--- Start Data excerpts ---
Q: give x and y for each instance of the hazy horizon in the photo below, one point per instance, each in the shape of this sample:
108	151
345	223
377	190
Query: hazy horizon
--- End Data excerpts ---
**Challenge:** Copy out every line of the items above word for word, without changing anything.

**Solution below:**
Q: give x and y for each instance of the hazy horizon in the photo below, one point per instance, each in the shape of this sample:
108	151
345	223
377	190
Query: hazy horizon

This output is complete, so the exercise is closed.